** EXERCISE REQUIREMENTS **
Render the lines from the one containing "Quiz Question: Can" through the one containing "[[0, 348, 64, 390]]", both included, as a CSV with the two columns text and answer, one row for each text and its answer. Put every value in a single quoted field, replacing any line breaks with spaces.

** DATASET ROWS **
----

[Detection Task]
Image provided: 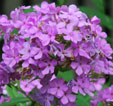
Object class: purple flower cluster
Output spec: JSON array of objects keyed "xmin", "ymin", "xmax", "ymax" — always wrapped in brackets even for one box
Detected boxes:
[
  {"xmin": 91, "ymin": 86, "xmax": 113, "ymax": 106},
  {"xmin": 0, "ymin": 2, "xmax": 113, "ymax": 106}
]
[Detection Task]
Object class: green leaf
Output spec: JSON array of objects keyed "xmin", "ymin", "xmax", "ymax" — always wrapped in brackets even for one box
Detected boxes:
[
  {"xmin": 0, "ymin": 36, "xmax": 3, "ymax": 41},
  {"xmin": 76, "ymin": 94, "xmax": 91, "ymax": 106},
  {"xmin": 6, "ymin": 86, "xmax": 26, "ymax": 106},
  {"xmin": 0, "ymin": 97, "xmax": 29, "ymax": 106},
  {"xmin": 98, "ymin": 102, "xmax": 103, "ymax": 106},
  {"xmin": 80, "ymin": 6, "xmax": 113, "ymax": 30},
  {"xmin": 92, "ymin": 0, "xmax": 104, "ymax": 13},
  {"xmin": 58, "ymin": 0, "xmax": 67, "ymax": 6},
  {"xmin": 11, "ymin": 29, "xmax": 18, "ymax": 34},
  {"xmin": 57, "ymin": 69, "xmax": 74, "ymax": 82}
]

----

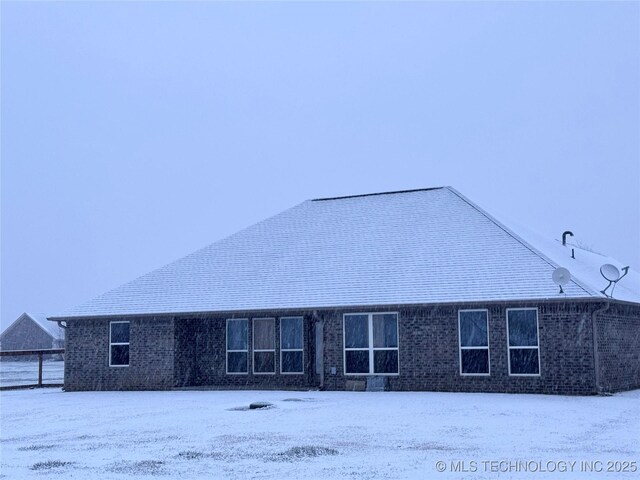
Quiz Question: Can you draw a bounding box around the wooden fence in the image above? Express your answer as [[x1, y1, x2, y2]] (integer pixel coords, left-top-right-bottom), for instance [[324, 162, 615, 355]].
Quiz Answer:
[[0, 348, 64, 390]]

----

** THE RESPONSE **
text,answer
"Quiz Question: Can you draw a bounding box around the wooden fence in the image above? Express your answer as [[x1, y1, x2, y2]] (integer pixel coords, left-top-right-bottom), for instance [[324, 162, 615, 355]]. Quiz Answer:","[[0, 348, 64, 390]]"